Problem to solve: Please copy word for word the lines of the listing below, from the line with "Note: mark the green" through the end of the listing.
/---
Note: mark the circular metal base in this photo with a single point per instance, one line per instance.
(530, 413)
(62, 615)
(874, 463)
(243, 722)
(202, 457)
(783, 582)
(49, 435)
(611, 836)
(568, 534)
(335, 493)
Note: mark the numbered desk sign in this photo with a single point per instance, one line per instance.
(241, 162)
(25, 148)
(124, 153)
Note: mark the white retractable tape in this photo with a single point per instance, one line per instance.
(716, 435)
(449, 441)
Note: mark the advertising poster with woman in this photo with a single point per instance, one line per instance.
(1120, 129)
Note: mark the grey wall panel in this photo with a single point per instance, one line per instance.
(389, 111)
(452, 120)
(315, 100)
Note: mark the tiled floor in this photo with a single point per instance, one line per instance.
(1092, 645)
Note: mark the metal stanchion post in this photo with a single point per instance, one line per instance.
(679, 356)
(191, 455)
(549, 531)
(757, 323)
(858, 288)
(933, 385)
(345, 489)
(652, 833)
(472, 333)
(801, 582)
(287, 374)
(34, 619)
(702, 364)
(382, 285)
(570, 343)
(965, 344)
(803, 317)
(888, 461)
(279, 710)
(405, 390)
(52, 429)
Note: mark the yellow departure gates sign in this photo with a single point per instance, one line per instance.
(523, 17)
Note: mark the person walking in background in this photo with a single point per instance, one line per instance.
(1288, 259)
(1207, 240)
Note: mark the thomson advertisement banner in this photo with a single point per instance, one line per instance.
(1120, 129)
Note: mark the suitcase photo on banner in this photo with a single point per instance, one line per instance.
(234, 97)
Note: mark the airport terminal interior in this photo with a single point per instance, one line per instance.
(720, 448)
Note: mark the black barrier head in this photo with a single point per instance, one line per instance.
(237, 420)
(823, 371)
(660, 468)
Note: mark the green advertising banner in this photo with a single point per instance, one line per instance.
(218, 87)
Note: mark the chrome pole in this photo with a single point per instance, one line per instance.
\---
Answer in full:
Note: mark the green advertising banner in this photo with a single point per instance, one line per instance.
(218, 87)
Note: mark the chrome pole in this photo with a single point per instance, one line per instance.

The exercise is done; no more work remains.